Task to carry out »
With the pictures left out, restate every entry word for word.

[Stored data entries]
================================

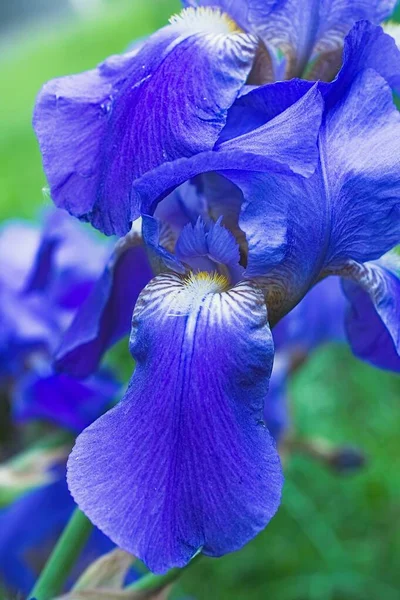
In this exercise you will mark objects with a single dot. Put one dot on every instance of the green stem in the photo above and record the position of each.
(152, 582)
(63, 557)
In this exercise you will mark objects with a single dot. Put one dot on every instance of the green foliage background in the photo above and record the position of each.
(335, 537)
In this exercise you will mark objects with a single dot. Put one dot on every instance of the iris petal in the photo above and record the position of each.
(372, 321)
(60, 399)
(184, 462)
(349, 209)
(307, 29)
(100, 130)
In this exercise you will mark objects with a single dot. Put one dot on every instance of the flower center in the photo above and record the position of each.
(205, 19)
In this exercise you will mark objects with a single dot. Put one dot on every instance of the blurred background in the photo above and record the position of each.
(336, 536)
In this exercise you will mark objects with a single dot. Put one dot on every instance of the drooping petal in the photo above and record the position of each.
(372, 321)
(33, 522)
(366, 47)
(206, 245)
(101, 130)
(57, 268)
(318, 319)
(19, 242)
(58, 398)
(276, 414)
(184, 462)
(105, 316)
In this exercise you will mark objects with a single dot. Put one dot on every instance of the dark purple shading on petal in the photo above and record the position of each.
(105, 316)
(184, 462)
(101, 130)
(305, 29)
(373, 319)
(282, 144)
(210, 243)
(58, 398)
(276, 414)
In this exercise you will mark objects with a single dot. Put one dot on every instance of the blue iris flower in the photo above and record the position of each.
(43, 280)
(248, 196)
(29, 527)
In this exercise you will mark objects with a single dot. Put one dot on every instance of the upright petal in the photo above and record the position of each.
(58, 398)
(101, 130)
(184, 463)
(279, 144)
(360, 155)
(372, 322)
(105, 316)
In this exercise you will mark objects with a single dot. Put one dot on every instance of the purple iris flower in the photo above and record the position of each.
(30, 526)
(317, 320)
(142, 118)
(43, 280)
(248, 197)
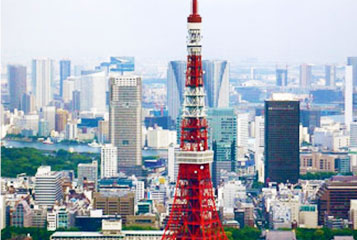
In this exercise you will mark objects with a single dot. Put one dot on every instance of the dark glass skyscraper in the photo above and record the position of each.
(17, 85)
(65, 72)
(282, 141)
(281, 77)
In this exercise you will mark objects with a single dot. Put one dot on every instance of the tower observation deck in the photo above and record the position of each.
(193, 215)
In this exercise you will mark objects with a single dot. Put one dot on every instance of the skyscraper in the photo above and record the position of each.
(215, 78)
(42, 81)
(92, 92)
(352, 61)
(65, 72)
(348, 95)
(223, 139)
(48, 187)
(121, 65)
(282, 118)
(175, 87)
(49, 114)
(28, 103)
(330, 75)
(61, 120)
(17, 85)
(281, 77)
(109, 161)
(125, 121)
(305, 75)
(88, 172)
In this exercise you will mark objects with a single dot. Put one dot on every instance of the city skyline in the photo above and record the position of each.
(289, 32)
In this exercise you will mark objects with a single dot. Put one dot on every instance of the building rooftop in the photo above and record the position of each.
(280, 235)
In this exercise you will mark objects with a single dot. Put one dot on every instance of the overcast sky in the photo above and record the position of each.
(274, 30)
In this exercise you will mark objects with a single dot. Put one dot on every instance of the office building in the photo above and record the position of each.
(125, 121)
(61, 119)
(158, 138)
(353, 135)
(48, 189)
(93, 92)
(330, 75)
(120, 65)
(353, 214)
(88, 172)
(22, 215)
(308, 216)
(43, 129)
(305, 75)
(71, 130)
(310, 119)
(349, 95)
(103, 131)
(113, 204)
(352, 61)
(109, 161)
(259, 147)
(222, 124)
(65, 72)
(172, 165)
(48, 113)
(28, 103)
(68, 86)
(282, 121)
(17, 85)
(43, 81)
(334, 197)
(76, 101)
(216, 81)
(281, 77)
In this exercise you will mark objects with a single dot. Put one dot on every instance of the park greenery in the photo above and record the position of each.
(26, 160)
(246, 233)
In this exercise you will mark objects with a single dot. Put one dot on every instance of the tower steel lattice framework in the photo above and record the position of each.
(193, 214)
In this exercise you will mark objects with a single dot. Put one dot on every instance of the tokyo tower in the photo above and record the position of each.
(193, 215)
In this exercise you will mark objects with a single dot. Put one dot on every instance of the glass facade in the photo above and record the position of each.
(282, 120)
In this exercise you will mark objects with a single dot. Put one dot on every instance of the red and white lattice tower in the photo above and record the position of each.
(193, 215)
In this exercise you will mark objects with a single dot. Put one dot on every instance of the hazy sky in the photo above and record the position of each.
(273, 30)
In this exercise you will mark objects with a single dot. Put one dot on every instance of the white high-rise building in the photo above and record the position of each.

================================

Answer box »
In this exercise you will mark objects with a single dot. Put one dot on every instance of the green stem in the photo above and record the position of each.
(152, 582)
(63, 557)
In this exercise you will mark objects with a single dot. Put one dot on every instance of the green foliage background in the photo above and record the position of each.
(335, 537)
In this exercise you will mark objects with a single dot. Put one dot on every instance of the iris petal in the photo above and record the position of each.
(372, 321)
(60, 399)
(184, 462)
(349, 209)
(307, 29)
(100, 130)
In this exercise you will mark objects with a single dot. Put one dot on every instance of the flower center in the photo above and record the position of each.
(205, 19)
In this exercise you will mark objects with a single dot. Put one dot on every instance of the blurred background in the photo above and record the position of each.
(336, 536)
In this exercise you will mark objects with a single dot. Put one dot on every instance of the drooping petal in the photo above and record the position of each.
(372, 321)
(33, 522)
(366, 47)
(206, 245)
(101, 130)
(57, 268)
(318, 319)
(19, 242)
(58, 398)
(276, 414)
(184, 462)
(105, 316)
In this exercise you will mark objects with a single dot. Put one dot on every instance of the dark purple shading on petal in the photo above and record the position of each.
(105, 316)
(184, 462)
(101, 130)
(305, 29)
(373, 319)
(282, 144)
(210, 243)
(58, 398)
(276, 414)
In this exercise you will mark objects with a single dot. Put one dot on every instance of the blue iris flower in the photo above and record the position of each.
(43, 280)
(248, 196)
(29, 527)
In this exercise you will mark objects with a single dot. Put one dot on every instance of the upright petal in the photo above and record the position of each.
(58, 398)
(101, 130)
(184, 463)
(279, 144)
(360, 155)
(372, 322)
(105, 316)
In this exercise you will mark objects with a single dot. Put one dot on every instance of the purple iris flower in the photo above and record the position of each.
(30, 526)
(317, 320)
(142, 118)
(43, 280)
(248, 197)
In this exercise you will mark objects with a single dot. Put one dot on every instance of the dark glass skyscraper in the photo above and record the position of each.
(17, 85)
(65, 72)
(282, 141)
(281, 77)
In this exercise you will mark objects with a single dot. Put one dot on every instance of the tower observation deck in the photo above and record the position of each.
(193, 215)
In this exercise you will mark objects with a single dot. Put one dot on every instance of the skyscraper in the photo above and record the position of each.
(215, 78)
(42, 81)
(92, 92)
(352, 61)
(65, 72)
(348, 95)
(223, 139)
(48, 187)
(121, 65)
(282, 118)
(175, 87)
(49, 114)
(28, 103)
(330, 75)
(61, 120)
(17, 85)
(281, 77)
(109, 161)
(125, 121)
(305, 75)
(88, 172)
In this exercise you will mark objects with a single dot. Put one dot on every instance of the city skyline in the photo above and record the position of each.
(289, 32)
In this exercise you will mark objects with a single dot. Put one dot on every instance of the building rooftop in the photo above and record the position of each.
(280, 235)
In this exercise you will mark objects with a single dot. Put one dot on every instance of the overcast sky in the photo above and record the position of each.
(274, 30)
In this exercise you will mark objects with a single dot. Put one dot on every instance of the office building in the photo above and record the position of each.
(125, 121)
(61, 119)
(158, 138)
(353, 135)
(48, 189)
(93, 92)
(330, 75)
(120, 65)
(353, 214)
(88, 172)
(22, 215)
(308, 216)
(43, 129)
(305, 75)
(71, 130)
(310, 119)
(349, 95)
(103, 131)
(113, 204)
(352, 61)
(109, 161)
(259, 147)
(222, 124)
(65, 72)
(172, 165)
(48, 113)
(28, 103)
(68, 86)
(282, 121)
(17, 85)
(43, 81)
(334, 197)
(76, 101)
(216, 81)
(281, 77)
In this exercise you will mark objects with a single dot. Put one dot on every instance of the park greenery in the photo above and record the position of each.
(26, 160)
(246, 233)
In this exercise you will mark objects with a single dot. Put one dot on every instance of the tower steel lattice framework in the photo above and record the position of each.
(193, 214)
In this exercise you will mark objects with a single dot. Put one dot on every instance of the tokyo tower in the photo above and record the position of each.
(193, 215)
In this exercise you will mark objects with a single dot. Put one dot on every instance of the glass facade in the photo above and record the position of each.
(282, 120)
In this exercise you will mark objects with a single dot. Put one dot on every instance of the red and white lattice tower in the photo above and record the position of each.
(193, 215)
In this exercise you will mark objects with a single dot. Put one dot on every instance of the hazy sky in the photo above and record the position of each.
(273, 30)
In this exercise you will mark objects with a single dot. Put one dot on every instance of the white high-rise building in the photo above and record the position of each.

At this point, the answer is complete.